* STATED GOAL: Transcribe all of the material below word for word and leave out its pictures.

* EXERCISE MATERIALS:
START

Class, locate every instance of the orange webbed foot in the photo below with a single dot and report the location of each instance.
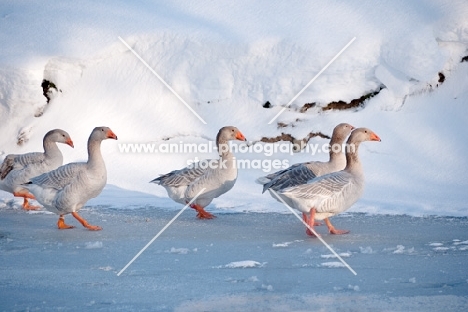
(202, 213)
(61, 224)
(338, 232)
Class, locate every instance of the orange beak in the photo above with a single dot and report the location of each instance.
(375, 137)
(240, 136)
(70, 142)
(111, 135)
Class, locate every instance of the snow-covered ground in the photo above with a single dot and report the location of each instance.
(226, 60)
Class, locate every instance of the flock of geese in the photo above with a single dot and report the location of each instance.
(317, 189)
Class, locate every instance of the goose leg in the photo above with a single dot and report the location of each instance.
(85, 223)
(311, 222)
(202, 214)
(61, 224)
(332, 229)
(26, 195)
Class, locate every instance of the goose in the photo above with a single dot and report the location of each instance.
(333, 193)
(216, 178)
(18, 169)
(300, 173)
(68, 188)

END

* THE OUTPUT:
Class, locate every instance of the orange webbed foot in the photo below with a single dot and report the location of each instance.
(202, 213)
(61, 224)
(338, 232)
Class, locate every instance of the orange beak in the photo above with a single dot and report the location of each instance.
(375, 137)
(240, 136)
(70, 142)
(111, 135)
Class, locate every instance of the snow-covered ground in the photo above with a single dot and report the location of each instance.
(226, 60)
Class, locate every instance of the flock of geese in the photo above with a single dot and report the location of each instance.
(317, 189)
Class, locate every instance of the goose leg in the photo above with a single dot and report the location of each instance.
(85, 223)
(311, 222)
(202, 214)
(61, 224)
(332, 229)
(26, 195)
Class, locate every instance of the goose in the photo above with a single dot and report the location of each instance.
(333, 193)
(216, 178)
(18, 169)
(300, 173)
(68, 188)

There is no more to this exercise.